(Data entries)
────────────────────────────────────────

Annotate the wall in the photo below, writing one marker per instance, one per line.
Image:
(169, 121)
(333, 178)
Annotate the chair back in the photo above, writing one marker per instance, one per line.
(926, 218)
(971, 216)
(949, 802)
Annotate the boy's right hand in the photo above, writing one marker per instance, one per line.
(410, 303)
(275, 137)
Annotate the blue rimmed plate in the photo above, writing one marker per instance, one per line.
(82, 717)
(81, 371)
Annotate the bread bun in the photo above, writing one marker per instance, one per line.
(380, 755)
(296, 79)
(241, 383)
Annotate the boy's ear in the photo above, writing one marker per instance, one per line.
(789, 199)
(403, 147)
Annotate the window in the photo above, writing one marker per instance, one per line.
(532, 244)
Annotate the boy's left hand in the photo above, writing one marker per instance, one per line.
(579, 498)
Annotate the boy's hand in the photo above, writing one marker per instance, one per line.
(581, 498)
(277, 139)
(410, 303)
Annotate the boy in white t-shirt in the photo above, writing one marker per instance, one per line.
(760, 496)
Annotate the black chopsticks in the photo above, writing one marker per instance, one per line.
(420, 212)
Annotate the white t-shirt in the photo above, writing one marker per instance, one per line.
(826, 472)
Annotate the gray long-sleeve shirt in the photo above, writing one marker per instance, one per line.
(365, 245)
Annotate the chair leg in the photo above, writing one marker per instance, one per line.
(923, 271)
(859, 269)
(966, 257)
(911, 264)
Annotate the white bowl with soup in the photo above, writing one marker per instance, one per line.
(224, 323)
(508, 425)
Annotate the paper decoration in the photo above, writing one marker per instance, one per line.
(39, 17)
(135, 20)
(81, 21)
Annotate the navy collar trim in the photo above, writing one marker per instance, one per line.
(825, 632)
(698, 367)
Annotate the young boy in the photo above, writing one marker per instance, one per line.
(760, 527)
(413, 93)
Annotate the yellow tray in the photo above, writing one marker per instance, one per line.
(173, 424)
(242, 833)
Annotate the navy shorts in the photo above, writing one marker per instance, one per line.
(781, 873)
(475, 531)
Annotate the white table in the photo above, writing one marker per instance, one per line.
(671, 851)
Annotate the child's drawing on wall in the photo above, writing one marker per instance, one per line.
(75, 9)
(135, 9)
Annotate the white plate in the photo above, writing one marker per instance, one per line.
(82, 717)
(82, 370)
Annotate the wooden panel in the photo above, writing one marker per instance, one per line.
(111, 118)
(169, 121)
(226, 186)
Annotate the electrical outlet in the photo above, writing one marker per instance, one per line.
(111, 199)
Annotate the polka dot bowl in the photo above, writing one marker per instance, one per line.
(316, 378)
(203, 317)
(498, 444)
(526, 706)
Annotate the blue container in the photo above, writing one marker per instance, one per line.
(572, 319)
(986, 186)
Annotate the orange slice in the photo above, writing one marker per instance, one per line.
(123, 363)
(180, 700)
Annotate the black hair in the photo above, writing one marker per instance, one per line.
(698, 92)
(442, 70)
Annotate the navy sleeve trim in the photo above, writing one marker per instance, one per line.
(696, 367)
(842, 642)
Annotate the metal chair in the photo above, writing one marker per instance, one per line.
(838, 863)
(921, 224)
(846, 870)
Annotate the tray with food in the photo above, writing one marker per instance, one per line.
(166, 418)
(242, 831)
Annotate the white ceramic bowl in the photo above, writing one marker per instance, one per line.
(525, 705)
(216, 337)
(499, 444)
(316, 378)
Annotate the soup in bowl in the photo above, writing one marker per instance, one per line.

────────────────────────────────────────

*Work request:* Retype the records in full, keeping every word as it is.

*Response to this task:*
Annotate the wall in the photo below, writing one marker per instance, one per line.
Image:
(169, 121)
(333, 178)
Annotate the chair back in the photo above, writing one marker per instance, one per line.
(926, 218)
(971, 216)
(949, 802)
Annotate the boy's right hand in the photo above, writing one marker per instance, one per line.
(410, 303)
(275, 137)
Annotate the blue rimmed plate in the photo above, writing one marker per instance, one per line.
(82, 717)
(81, 371)
Annotate the bread bun in the photo above, writing one marker per instance, one per line.
(380, 755)
(296, 79)
(241, 383)
Annotate the boy's ear in the photo above, writing one marker per instance, one per line.
(789, 199)
(403, 147)
Annotate the window in the photo above, writing one marker per instance, one per line.
(532, 244)
Annotate the boy's left hand in the photo above, writing one marker per instance, one per line.
(579, 498)
Annotate the boy's hand in the photo above, writing one marker per instance, one per line.
(581, 498)
(277, 139)
(410, 303)
Annotate the boy in white t-shirt in the photo above, writing one marker per instance, one per line.
(760, 496)
Annotate the black chopsticks in the photo above, writing one marker per instance, one per line.
(420, 212)
Annotate the white t-shirt in the photo above, writing one marker per instance, one per line.
(826, 472)
Annotate the gray long-sleeve shirt in the photo above, writing one marker per instance, one per line.
(365, 245)
Annotate the chair leg in the photo above, writing one marker per instance, one per line.
(923, 271)
(859, 269)
(966, 257)
(911, 264)
Annotate the white bowl with soup in the photo above, writing one marker per instance, one per line.
(224, 323)
(508, 425)
Annotate the paper decoration in the photo above, writing one marker per instance, one per line.
(39, 17)
(135, 20)
(81, 21)
Annotate the navy collar trim in the photo above, writing one marker per instance, one per line.
(825, 632)
(698, 367)
Annotate the young boy in the photo above, writing one marker per instance, one per line.
(760, 527)
(413, 93)
Annotate the yellow tray in the photo above, writing one marker per instance, one per line.
(173, 424)
(242, 833)
Annotate the navy shorts in the photo above, writing one marker per instance, one per line.
(781, 873)
(475, 531)
Annotate the white table in the photo above, writing one marker per instance, one per line.
(671, 851)
Annotate the child's drawing on wall in the photo above, writing one marker per instance, one per line.
(75, 9)
(135, 9)
Annotate the white plate in the photo above, writing one marker per instance, one per line.
(82, 717)
(82, 370)
Annotate the wooden panel in the photo above, writing one marker per instance, one per line.
(111, 118)
(169, 121)
(226, 186)
Annotate the electrical outlet in the photo above, writing one marker per instance, one per line.
(111, 199)
Annotate the polka dot bowl in the photo above, writing one marker per instance, one per line.
(316, 378)
(203, 317)
(498, 444)
(526, 706)
Annotate the blue container in the photo above, writing one marker per instance, one per line.
(572, 319)
(986, 186)
Annotate the orange slice in the photo above, writing one marker per instance, one per line.
(123, 363)
(180, 700)
Annotate the black hair in the photo above, writing one marker per instance, one per line.
(698, 92)
(442, 70)
Annotate the navy sleeve trim in the photo above, writing one marker per instance, one per line.
(696, 367)
(842, 642)
Annotate the metal chair in the photo above, writing one marker per instance, one per line.
(838, 863)
(921, 224)
(846, 870)
Annotate the tray with food in the photo above, writing one marker per instance, one per line.
(166, 418)
(242, 831)
Annotate the white ceramic bowl in the photo above, writing one marker per instance, one per line.
(525, 705)
(216, 337)
(499, 444)
(316, 378)
Annotate the soup in bowl in the photo above, writing one marker per instance, one per line.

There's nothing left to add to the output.